Your task »
Reproduce every line of the records below as a numbered list, leaving out blank lines and the pictures.

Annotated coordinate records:
====

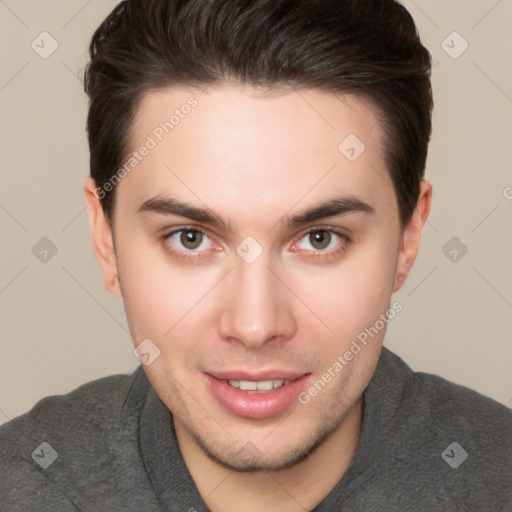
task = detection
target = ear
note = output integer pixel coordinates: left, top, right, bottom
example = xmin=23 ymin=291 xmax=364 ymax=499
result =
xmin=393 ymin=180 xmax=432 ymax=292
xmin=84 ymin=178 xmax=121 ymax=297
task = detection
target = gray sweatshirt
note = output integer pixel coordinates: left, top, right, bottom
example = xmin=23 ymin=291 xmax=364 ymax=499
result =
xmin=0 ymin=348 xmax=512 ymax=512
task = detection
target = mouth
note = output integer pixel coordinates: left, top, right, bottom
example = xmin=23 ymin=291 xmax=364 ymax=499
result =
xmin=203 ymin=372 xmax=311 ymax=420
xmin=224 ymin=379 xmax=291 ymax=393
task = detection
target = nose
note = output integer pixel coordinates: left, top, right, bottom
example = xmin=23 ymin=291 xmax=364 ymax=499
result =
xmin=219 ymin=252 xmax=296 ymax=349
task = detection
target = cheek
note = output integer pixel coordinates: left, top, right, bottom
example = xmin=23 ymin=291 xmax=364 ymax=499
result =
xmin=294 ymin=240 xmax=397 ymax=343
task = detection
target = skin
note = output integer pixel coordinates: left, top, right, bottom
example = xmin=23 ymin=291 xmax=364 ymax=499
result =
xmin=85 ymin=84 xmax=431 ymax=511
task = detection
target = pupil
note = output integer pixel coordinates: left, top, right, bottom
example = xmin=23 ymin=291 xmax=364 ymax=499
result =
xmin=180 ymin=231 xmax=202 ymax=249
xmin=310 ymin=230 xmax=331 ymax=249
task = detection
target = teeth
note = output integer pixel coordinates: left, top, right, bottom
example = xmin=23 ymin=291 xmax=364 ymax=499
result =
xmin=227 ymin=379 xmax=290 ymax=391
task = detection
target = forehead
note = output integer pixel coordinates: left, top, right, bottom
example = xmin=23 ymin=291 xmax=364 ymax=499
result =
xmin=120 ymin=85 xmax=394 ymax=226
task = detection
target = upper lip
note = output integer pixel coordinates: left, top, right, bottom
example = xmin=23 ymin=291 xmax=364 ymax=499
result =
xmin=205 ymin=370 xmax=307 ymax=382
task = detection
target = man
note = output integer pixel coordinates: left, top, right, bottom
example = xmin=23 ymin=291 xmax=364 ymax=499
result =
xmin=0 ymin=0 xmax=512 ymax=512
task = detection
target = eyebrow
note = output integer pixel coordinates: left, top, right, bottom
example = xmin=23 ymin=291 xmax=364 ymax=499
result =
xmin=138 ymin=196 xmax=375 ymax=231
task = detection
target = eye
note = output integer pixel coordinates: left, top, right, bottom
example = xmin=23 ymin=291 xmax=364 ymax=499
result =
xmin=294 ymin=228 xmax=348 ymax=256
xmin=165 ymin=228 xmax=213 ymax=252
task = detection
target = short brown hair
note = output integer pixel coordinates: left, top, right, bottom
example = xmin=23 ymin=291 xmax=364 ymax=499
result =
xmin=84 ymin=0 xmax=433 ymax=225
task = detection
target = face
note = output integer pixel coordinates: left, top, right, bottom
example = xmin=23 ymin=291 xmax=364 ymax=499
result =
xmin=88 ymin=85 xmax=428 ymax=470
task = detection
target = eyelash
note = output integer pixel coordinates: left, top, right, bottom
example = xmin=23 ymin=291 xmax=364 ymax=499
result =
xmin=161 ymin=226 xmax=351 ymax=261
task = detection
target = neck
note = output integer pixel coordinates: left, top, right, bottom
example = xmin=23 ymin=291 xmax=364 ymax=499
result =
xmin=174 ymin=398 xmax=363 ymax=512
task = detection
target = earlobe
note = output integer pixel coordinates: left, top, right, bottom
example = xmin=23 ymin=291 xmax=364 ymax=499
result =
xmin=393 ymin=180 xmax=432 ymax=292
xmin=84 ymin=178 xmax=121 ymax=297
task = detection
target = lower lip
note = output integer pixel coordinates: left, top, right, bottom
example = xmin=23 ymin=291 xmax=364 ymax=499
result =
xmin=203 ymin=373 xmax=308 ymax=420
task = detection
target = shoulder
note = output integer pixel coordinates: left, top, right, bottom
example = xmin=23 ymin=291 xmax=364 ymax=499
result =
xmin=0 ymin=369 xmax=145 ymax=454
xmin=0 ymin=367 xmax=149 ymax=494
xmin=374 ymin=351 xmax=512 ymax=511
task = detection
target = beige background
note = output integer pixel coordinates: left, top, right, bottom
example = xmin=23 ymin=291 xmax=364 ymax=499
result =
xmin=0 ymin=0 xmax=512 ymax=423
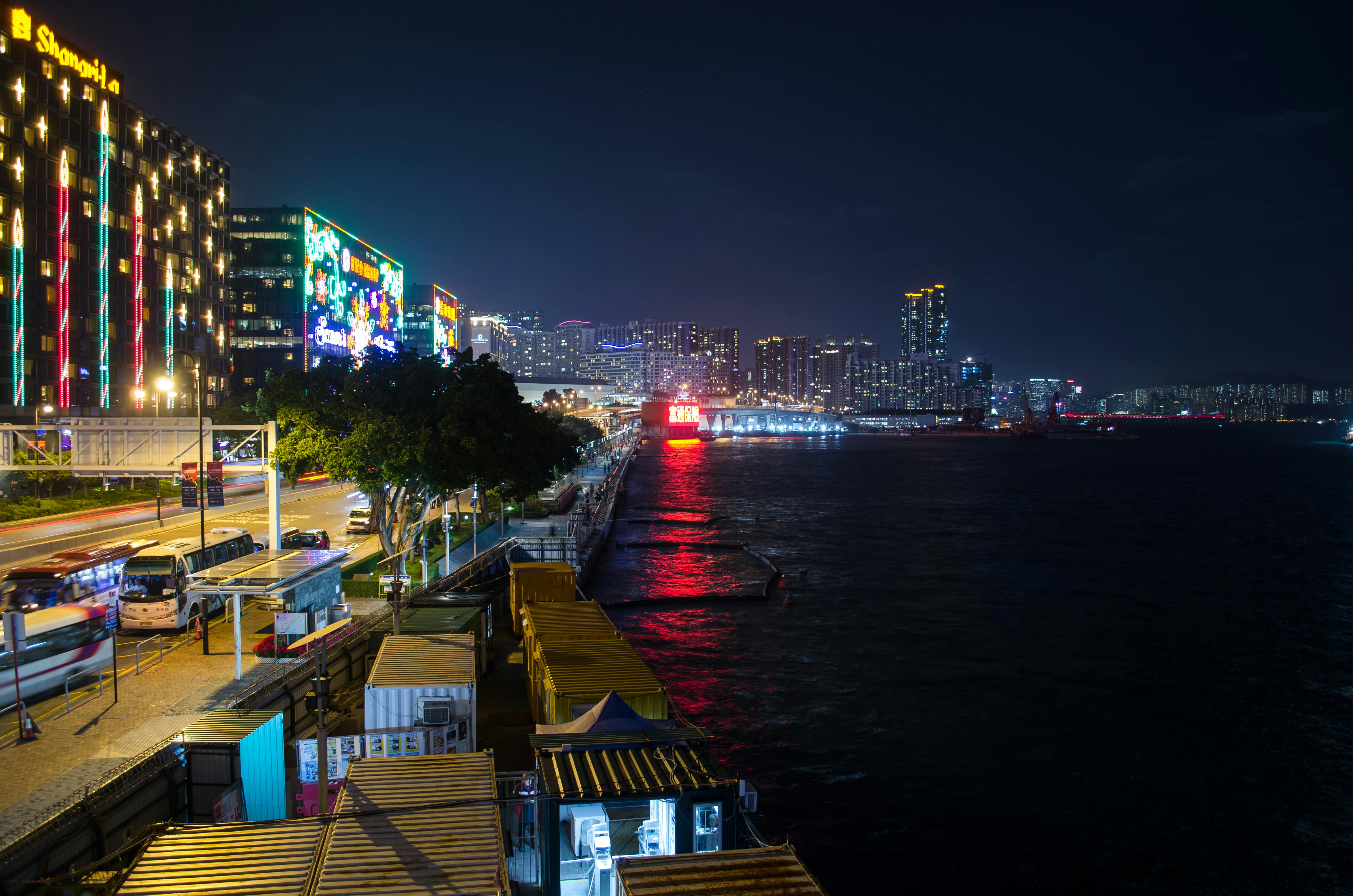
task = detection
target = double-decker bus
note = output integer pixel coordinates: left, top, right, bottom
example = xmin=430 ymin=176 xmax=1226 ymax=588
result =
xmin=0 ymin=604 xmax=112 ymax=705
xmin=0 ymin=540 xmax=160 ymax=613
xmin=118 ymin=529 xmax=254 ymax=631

====

Written answer »
1. task = detection
2. target = ear
3. note = output integer pixel coordinates: left, top, right, bottom
4. example = xmin=23 ymin=291 xmax=364 ymax=499
5. result =
6. xmin=393 ymin=180 xmax=432 ymax=292
7. xmin=84 ymin=178 xmax=121 ymax=297
8. task = detection
9. target = gray sweatshirt
10. note = output integer pixel coordinates: left, top, right, bottom
11. example = xmin=23 ymin=291 xmax=364 ymax=499
12. result =
13. xmin=0 ymin=348 xmax=512 ymax=512
14. task = detection
15. target = mouth
16. note = output integer pixel coordinates: left, top, right, bottom
17. example = xmin=23 ymin=291 xmax=364 ymax=499
18. result =
19. xmin=203 ymin=372 xmax=311 ymax=420
20. xmin=224 ymin=379 xmax=291 ymax=393
21. task = detection
22. target = nose
23. note = output integer pixel coordinates: left, top, right, bottom
24. example = xmin=23 ymin=291 xmax=364 ymax=499
25. result =
26. xmin=219 ymin=252 xmax=296 ymax=349
27. task = detection
28. target = cheek
29. note = output integer pixel coordinates: left, top, right, bottom
30. example = xmin=23 ymin=291 xmax=364 ymax=499
31. result =
32. xmin=294 ymin=240 xmax=397 ymax=343
33. task = detection
34. target = skin
35. note = output integer pixel coordinates: left, top, right, bottom
36. example = xmin=23 ymin=291 xmax=364 ymax=499
37. result =
38. xmin=85 ymin=84 xmax=431 ymax=511
39. task = detection
40. target = pupil
41. note = output integer pixel coordinates: left, top, right, bottom
42. example = xmin=23 ymin=291 xmax=364 ymax=499
43. result =
44. xmin=180 ymin=231 xmax=202 ymax=249
45. xmin=310 ymin=230 xmax=331 ymax=249
46. task = detection
47. target = teeth
48. note = output integer pixel coordinates: left, top, right, bottom
49. example = xmin=23 ymin=291 xmax=364 ymax=499
50. result =
51. xmin=227 ymin=379 xmax=290 ymax=391
52. task = detection
53. target = forehead
54. note = output integer pixel coordinates: left, top, right, bottom
55. example = xmin=23 ymin=291 xmax=364 ymax=499
56. result =
57. xmin=120 ymin=85 xmax=394 ymax=226
58. task = detection
59. target = upper lip
60. note = output integer pixel coordinates: left, top, right, bottom
61. example = xmin=23 ymin=291 xmax=364 ymax=499
62. result =
63. xmin=205 ymin=370 xmax=307 ymax=382
64. task = detection
65. target = man
66. note = output integer pixel coordinates: left, top, right, bottom
67. example = xmin=23 ymin=291 xmax=364 ymax=499
68. result =
69. xmin=0 ymin=0 xmax=512 ymax=512
70. task = detection
71. target = eyebrow
72. note = output integer pixel coordinates: left, top, right, bottom
73. example = xmin=23 ymin=291 xmax=364 ymax=499
74. result =
75. xmin=138 ymin=196 xmax=375 ymax=231
76. task = detection
77. target = eye
78. note = output integer pixel coordinates: left, top, right, bottom
79. example = xmin=23 ymin=291 xmax=364 ymax=499
80. result =
81. xmin=294 ymin=228 xmax=348 ymax=256
82. xmin=165 ymin=228 xmax=213 ymax=252
83. task = detection
84. target = short brown hair
85. note = output integer pixel coordinates: left, top, right, bottom
86. example = xmin=23 ymin=291 xmax=364 ymax=499
87. result =
88. xmin=84 ymin=0 xmax=433 ymax=225
89. task = detection
90. target = face
91. note = output integer pixel coordinates: left, top, right, bottom
92. example = xmin=23 ymin=291 xmax=364 ymax=499
93. result =
94. xmin=88 ymin=85 xmax=428 ymax=470
95. task = detection
96. target = eyelash
97. note = output integer pixel coordinates: left, top, right, bottom
98. example = xmin=23 ymin=291 xmax=364 ymax=499
99. result =
100. xmin=161 ymin=226 xmax=351 ymax=261
101. task = detection
102. target = neck
103. note = output integer pixel coordinates: left, top, right, bottom
104. example = xmin=23 ymin=291 xmax=364 ymax=499
105. result =
106. xmin=174 ymin=398 xmax=363 ymax=512
107. task = detection
108. target = earlobe
109. note = output integer pixel coordinates: left, top, right, bottom
110. example = xmin=23 ymin=291 xmax=364 ymax=499
111. result =
112. xmin=393 ymin=180 xmax=432 ymax=292
113. xmin=84 ymin=178 xmax=121 ymax=297
114. task = detection
115. target = lower lip
116. note = output integer pixel coordinates: left, top, right, bottom
117. example = xmin=23 ymin=291 xmax=364 ymax=499
118. result =
119. xmin=203 ymin=373 xmax=308 ymax=420
120. task = detection
121. target = shoulder
122. note = output integer pixel coordinates: left, top, right, bottom
123. example = xmin=23 ymin=291 xmax=364 ymax=499
124. result =
125. xmin=0 ymin=369 xmax=145 ymax=454
126. xmin=0 ymin=367 xmax=149 ymax=494
127. xmin=374 ymin=351 xmax=512 ymax=511
128. task = detection
129. target = beige background
130. note = output integer pixel coordinates: left, top, right, bottom
131. example = xmin=23 ymin=291 xmax=364 ymax=499
132. result =
133. xmin=0 ymin=0 xmax=512 ymax=423
134. task = detection
135. target = double-decker bus
136. note = output integer pixel coordinates: left, top, right, bottom
137. example = xmin=430 ymin=176 xmax=1226 ymax=588
138. result =
139. xmin=0 ymin=604 xmax=112 ymax=705
140. xmin=0 ymin=540 xmax=160 ymax=613
141. xmin=118 ymin=529 xmax=254 ymax=631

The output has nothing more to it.